Can you copy the lines from the one that contains "target = white trim" through the end of the material below, exactly and with nothing else?

-- START Dataset --

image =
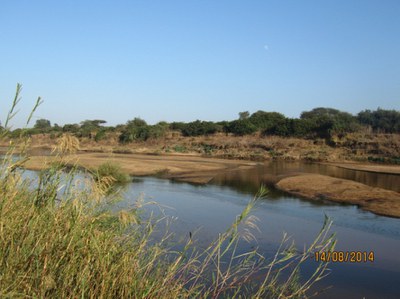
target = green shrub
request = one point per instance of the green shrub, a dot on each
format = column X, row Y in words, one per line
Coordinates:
column 240, row 127
column 112, row 171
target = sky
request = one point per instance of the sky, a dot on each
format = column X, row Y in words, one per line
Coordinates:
column 188, row 60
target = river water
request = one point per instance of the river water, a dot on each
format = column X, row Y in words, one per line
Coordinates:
column 210, row 209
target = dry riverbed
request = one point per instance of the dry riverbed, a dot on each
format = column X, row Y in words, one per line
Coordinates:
column 186, row 168
column 198, row 169
column 320, row 187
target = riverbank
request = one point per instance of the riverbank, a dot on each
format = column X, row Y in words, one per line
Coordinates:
column 320, row 187
column 188, row 168
column 355, row 147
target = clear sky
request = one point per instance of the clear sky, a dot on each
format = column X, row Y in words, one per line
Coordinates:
column 188, row 60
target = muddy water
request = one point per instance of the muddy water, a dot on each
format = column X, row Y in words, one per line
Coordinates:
column 208, row 210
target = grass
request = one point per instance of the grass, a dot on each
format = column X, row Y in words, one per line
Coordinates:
column 60, row 239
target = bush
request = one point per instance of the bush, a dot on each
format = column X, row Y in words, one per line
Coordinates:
column 240, row 127
column 112, row 171
column 198, row 128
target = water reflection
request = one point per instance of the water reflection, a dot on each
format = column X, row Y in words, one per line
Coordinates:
column 247, row 181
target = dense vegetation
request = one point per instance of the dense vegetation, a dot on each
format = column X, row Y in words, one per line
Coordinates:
column 318, row 123
column 62, row 239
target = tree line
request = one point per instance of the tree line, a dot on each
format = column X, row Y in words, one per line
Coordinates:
column 317, row 123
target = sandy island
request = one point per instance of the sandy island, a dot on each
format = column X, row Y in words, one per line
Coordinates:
column 320, row 187
column 197, row 169
column 188, row 168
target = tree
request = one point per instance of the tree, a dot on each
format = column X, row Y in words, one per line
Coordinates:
column 265, row 120
column 240, row 127
column 244, row 115
column 42, row 125
column 385, row 121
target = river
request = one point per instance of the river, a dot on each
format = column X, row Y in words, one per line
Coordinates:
column 206, row 210
column 210, row 209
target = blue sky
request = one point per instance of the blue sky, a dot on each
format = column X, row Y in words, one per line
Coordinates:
column 188, row 60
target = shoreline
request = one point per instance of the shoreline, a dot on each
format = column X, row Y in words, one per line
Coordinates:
column 376, row 200
column 200, row 170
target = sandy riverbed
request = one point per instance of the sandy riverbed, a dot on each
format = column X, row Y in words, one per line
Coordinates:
column 198, row 169
column 320, row 187
column 186, row 168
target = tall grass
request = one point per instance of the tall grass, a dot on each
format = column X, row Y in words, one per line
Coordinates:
column 58, row 240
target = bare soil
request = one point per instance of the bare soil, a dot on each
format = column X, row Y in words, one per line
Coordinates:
column 187, row 168
column 320, row 187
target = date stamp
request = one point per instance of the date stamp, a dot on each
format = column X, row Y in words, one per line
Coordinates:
column 344, row 256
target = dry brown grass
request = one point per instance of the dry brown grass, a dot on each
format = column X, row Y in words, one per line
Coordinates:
column 320, row 187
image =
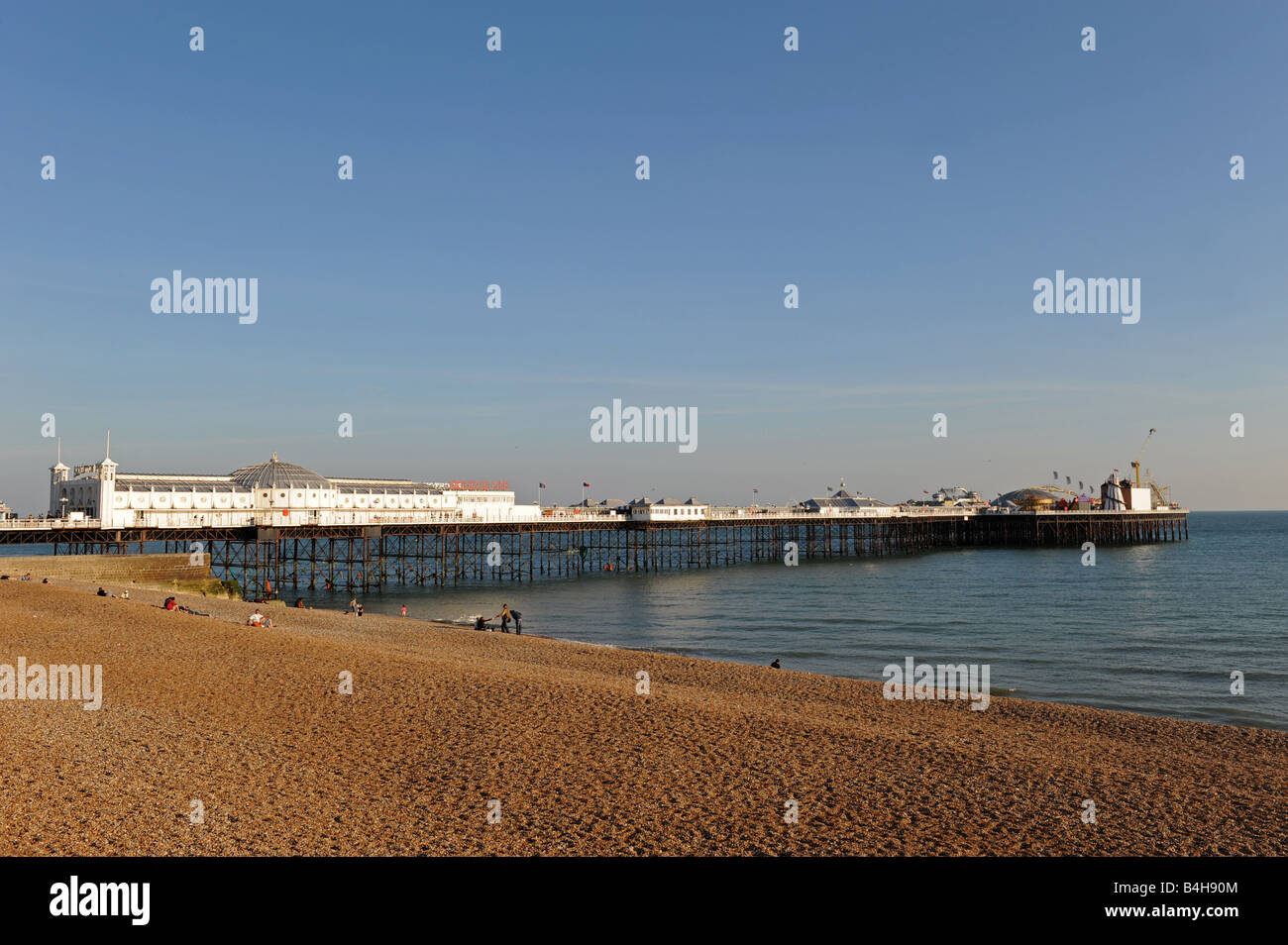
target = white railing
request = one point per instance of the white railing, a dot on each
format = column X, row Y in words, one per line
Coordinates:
column 14, row 524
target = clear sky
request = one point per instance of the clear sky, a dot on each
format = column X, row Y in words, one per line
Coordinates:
column 768, row 167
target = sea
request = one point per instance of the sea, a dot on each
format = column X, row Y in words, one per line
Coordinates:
column 1190, row 630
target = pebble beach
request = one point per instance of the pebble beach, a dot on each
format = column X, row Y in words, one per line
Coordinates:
column 455, row 742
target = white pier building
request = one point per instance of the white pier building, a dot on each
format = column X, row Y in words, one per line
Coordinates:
column 268, row 493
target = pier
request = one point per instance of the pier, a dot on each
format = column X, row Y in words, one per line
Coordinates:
column 567, row 544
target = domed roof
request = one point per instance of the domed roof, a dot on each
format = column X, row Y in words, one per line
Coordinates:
column 275, row 473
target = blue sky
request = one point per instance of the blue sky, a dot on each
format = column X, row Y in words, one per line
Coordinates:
column 516, row 167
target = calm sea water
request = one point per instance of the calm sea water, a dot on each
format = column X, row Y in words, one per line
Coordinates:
column 1153, row 628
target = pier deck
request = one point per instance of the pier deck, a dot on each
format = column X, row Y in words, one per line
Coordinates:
column 370, row 557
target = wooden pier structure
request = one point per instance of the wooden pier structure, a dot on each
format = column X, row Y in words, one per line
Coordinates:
column 368, row 558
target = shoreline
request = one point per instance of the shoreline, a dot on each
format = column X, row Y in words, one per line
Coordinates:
column 443, row 718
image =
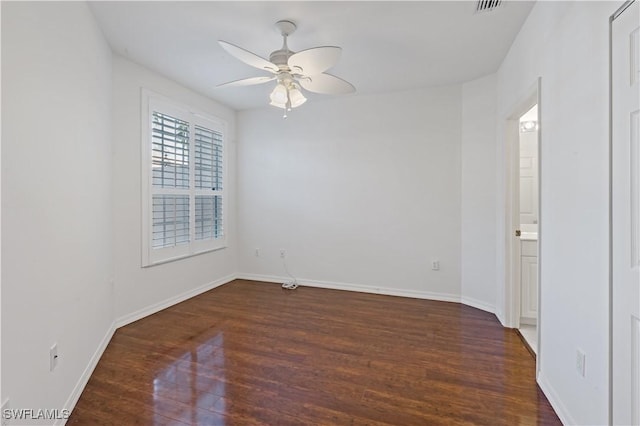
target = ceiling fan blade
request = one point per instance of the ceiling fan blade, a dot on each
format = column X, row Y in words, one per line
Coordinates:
column 315, row 60
column 248, row 57
column 327, row 84
column 247, row 81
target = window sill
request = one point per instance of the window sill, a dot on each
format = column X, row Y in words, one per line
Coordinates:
column 182, row 257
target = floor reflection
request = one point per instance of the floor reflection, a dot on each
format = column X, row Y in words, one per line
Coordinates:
column 197, row 380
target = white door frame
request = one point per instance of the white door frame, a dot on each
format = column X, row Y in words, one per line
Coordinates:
column 512, row 211
column 613, row 262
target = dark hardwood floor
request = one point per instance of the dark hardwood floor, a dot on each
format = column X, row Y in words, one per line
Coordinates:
column 252, row 353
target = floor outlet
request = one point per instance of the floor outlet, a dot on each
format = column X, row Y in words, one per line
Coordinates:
column 5, row 406
column 53, row 357
column 580, row 362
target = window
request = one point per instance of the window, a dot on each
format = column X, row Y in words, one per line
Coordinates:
column 183, row 182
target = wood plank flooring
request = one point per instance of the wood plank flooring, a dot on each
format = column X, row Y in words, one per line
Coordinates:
column 251, row 353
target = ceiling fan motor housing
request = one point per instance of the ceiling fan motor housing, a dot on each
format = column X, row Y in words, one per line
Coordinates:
column 280, row 58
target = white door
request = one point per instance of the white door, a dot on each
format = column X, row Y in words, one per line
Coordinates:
column 625, row 218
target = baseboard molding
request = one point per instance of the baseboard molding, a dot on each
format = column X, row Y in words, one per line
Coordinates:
column 157, row 307
column 479, row 304
column 555, row 401
column 356, row 287
column 86, row 374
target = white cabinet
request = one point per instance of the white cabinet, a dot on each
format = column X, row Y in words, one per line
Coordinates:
column 529, row 282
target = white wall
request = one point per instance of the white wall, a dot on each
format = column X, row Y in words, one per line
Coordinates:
column 56, row 203
column 567, row 44
column 361, row 191
column 478, row 195
column 140, row 291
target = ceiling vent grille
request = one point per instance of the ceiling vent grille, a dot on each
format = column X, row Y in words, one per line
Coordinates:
column 487, row 5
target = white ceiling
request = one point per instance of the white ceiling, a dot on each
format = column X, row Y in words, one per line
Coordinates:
column 387, row 45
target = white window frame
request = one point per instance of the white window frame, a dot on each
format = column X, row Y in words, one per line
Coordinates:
column 151, row 102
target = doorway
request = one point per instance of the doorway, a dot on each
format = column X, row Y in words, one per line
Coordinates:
column 625, row 214
column 528, row 195
column 523, row 224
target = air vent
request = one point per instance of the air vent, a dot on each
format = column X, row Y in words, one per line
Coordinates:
column 487, row 5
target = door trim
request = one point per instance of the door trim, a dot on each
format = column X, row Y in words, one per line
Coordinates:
column 512, row 250
column 612, row 18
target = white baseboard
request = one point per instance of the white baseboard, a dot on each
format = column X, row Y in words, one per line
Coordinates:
column 157, row 307
column 356, row 287
column 86, row 374
column 555, row 401
column 479, row 304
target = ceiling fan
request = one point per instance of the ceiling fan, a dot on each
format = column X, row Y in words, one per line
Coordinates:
column 292, row 71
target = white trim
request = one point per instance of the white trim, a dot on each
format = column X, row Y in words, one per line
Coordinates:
column 157, row 307
column 86, row 374
column 442, row 297
column 478, row 304
column 555, row 400
column 150, row 101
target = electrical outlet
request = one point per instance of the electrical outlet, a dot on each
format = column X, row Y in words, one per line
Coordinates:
column 53, row 357
column 581, row 360
column 5, row 406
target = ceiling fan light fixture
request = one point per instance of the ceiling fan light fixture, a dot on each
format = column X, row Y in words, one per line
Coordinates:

-- END Dataset --

=== Solution for this task ===
target = white trim
request = one point per instance of the white trim, a dot on each
format = column X, row Y in words, one per line
Coordinates:
column 157, row 307
column 86, row 374
column 442, row 297
column 478, row 304
column 555, row 400
column 150, row 101
target = electrical outlet
request = one point per instance of the electrical outlet, a dot on each
format = column X, row Y in words, one per line
Coordinates:
column 53, row 357
column 581, row 360
column 5, row 406
target = ceiling fan light fixture
request = one point per instance of the ceiling fan light fixture, a dot on each
format = column X, row Y in words, one per line
Coordinates:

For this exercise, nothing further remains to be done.